• [Directions for this task]
Turn the records from the line with "of the leafy" up to and including the line with "point(71, 56)" into a numbered list, leaving out any blank lines and nothing else.

• [Data for processing]

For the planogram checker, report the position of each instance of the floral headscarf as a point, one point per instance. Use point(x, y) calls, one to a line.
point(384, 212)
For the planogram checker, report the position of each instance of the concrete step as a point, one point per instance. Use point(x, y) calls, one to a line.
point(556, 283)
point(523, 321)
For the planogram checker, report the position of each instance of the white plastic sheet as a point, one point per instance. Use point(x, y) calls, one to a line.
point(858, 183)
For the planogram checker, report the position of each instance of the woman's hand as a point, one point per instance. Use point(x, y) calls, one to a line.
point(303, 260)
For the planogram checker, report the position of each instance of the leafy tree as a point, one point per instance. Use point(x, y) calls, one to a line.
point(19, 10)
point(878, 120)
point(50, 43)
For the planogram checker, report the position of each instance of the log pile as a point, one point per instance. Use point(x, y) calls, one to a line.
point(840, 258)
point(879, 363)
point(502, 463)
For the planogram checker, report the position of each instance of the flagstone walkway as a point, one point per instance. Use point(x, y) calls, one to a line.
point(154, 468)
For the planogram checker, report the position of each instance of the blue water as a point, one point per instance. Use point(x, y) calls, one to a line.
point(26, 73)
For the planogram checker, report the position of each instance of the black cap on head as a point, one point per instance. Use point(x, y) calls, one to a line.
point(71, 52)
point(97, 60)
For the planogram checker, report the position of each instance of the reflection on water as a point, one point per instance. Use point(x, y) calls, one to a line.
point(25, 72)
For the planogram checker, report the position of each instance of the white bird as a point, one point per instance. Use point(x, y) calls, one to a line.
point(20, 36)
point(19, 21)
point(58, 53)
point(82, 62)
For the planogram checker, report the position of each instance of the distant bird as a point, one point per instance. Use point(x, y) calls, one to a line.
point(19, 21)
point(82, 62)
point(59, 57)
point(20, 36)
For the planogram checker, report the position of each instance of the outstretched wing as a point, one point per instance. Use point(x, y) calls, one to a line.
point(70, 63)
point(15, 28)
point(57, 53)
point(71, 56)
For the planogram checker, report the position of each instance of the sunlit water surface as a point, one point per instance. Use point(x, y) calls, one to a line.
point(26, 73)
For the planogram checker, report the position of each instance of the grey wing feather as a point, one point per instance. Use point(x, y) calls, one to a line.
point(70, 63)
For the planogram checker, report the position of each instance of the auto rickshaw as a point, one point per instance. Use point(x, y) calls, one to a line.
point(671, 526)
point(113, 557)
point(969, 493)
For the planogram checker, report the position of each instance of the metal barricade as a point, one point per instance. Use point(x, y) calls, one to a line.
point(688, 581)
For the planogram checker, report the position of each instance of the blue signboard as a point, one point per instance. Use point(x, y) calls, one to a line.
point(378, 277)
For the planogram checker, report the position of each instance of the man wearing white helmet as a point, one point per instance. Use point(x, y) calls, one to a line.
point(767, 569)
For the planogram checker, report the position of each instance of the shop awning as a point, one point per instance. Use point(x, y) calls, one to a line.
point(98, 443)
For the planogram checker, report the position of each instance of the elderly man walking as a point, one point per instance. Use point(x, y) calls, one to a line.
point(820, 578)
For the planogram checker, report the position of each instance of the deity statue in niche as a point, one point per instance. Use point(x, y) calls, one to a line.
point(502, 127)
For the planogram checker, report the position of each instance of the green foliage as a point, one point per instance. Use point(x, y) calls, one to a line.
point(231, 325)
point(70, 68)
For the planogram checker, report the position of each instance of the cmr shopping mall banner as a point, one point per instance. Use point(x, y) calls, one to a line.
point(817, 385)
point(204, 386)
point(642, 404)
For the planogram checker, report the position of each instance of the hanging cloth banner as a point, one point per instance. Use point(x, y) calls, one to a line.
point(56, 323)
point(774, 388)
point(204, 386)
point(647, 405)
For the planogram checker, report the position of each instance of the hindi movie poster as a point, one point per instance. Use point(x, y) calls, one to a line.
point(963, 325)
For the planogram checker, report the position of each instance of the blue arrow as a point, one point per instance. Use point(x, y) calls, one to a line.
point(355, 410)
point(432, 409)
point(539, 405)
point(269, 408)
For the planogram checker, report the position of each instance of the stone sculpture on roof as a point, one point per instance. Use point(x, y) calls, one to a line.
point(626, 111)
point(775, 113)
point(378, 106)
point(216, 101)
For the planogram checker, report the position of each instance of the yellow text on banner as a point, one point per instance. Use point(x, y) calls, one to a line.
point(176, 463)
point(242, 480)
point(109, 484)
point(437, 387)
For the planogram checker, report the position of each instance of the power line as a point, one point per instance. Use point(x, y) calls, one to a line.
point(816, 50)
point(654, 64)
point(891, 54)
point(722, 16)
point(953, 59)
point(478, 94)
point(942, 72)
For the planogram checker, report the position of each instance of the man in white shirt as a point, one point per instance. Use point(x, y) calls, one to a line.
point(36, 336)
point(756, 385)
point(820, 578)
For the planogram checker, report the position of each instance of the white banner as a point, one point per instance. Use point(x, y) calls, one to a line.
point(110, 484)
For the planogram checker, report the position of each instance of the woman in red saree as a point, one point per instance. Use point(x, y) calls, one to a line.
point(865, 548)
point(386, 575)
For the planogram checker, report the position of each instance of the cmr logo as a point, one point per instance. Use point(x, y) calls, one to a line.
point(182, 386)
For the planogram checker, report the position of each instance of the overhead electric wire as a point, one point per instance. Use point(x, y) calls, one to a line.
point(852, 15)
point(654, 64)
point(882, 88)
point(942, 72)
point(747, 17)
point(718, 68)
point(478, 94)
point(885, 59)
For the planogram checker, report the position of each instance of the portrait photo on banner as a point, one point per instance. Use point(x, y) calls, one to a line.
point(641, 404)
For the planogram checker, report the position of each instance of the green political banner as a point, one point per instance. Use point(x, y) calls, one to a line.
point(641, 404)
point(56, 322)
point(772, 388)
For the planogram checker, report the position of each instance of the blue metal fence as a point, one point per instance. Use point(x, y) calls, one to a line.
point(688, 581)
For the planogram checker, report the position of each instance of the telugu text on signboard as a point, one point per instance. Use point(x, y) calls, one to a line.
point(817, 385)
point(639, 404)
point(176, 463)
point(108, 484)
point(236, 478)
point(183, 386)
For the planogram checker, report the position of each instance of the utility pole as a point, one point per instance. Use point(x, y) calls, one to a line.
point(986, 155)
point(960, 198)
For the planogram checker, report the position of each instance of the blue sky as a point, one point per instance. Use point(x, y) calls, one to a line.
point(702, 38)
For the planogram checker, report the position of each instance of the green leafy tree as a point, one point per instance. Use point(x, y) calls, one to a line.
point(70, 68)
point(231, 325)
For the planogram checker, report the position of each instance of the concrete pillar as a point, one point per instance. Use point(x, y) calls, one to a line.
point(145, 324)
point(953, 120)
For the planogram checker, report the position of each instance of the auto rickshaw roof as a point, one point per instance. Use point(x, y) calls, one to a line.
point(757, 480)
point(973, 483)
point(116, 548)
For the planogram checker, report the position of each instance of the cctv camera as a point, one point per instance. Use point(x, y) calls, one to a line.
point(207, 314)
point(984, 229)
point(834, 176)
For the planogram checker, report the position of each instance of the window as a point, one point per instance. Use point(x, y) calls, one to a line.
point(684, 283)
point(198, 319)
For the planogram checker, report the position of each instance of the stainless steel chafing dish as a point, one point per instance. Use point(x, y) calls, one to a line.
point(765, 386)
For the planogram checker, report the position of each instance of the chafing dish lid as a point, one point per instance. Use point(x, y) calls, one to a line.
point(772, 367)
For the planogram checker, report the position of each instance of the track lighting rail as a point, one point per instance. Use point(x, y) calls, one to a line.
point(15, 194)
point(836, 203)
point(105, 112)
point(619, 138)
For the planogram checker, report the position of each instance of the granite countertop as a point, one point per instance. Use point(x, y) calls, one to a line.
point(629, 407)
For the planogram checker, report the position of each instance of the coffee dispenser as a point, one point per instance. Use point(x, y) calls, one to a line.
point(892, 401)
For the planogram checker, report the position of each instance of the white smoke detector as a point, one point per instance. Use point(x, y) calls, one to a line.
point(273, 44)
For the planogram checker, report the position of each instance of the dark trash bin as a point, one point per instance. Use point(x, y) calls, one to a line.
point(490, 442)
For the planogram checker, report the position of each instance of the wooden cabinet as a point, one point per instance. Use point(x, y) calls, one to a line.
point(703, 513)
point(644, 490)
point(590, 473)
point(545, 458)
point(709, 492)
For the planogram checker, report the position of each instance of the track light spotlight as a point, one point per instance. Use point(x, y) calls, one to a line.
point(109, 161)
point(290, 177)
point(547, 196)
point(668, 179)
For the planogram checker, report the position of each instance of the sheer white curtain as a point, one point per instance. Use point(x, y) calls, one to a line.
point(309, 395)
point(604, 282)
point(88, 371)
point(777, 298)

• [Completed task]
1. For the planogram checker, report the position of each instance of the leafy tree as a point, one point per instance. Use point(x, y) calls, one to a line.
2. point(19, 10)
3. point(878, 120)
4. point(50, 43)
5. For the planogram checker, report the position of each instance of the log pile as a point, one point per instance. Use point(x, y) calls, one to a line.
6. point(840, 258)
7. point(879, 363)
8. point(502, 463)
9. For the planogram checker, report the position of each instance of the flagstone walkway as a point, one point per instance. Use point(x, y) calls, one to a line.
10. point(154, 468)
11. For the planogram checker, report the position of each instance of the blue water as a point, one point per instance. Use point(x, y) calls, one to a line.
12. point(26, 73)
13. For the planogram checker, report the position of each instance of the black cap on head as a point, one point per instance. Use point(x, y) calls, one to a line.
14. point(71, 52)
15. point(97, 60)
16. For the planogram checker, report the position of each instance of the reflection on water as a point, one point per instance. Use point(x, y) calls, one to a line.
17. point(25, 72)
18. For the planogram checker, report the position of each instance of the white bird as a point, one point per instance. Use point(x, y) calls, one to a line.
19. point(20, 36)
20. point(19, 21)
21. point(58, 53)
22. point(82, 62)
23. For the planogram checker, report the position of each instance of the distant bird as a point, one point per instance. Use point(x, y) calls, one to a line.
24. point(19, 21)
25. point(82, 62)
26. point(59, 57)
27. point(20, 36)
28. For the planogram checker, report the position of each instance of the outstretched wing as a point, one point per instance. Use point(x, y) calls, one to a line.
29. point(70, 63)
30. point(15, 28)
31. point(57, 53)
32. point(71, 56)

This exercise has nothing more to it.